━━━ Records shown

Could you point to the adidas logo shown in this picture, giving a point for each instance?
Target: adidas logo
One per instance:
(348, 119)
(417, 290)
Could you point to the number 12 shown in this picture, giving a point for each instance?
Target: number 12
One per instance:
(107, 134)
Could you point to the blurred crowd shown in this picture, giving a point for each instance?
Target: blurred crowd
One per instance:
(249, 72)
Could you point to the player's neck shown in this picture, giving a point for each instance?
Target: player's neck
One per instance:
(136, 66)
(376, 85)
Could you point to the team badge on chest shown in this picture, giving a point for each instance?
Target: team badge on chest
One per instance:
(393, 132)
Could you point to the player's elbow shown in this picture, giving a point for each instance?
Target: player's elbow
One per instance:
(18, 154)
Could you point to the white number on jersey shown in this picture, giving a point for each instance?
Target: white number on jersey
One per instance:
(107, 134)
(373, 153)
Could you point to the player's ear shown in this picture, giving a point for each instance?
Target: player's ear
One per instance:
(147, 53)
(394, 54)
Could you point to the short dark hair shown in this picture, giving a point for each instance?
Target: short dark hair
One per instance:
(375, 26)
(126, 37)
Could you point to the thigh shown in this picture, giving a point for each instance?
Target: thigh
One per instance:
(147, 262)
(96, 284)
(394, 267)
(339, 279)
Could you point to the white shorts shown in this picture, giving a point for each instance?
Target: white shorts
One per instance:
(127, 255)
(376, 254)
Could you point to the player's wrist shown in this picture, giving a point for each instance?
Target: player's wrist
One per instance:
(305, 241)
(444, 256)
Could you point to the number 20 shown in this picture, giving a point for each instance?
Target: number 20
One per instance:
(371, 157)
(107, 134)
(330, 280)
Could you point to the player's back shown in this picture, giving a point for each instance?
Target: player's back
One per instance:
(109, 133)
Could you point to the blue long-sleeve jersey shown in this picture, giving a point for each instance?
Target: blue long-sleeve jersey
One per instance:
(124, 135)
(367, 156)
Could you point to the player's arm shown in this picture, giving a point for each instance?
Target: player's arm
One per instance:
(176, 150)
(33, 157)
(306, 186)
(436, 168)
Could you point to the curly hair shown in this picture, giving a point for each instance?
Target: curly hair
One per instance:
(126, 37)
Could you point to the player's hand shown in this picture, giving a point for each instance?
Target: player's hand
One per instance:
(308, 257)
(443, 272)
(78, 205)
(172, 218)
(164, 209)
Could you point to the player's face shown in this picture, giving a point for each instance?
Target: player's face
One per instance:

━━━━━━

*Work to complete*:
Nothing but the lines from the one containing "Could you point to the player's face" through the end of the material should appear; please return them exactly.

*Finished exercise*:
Could you point to the player's face shown in this picture, giving a point for each instance?
Target: player's face
One per instance:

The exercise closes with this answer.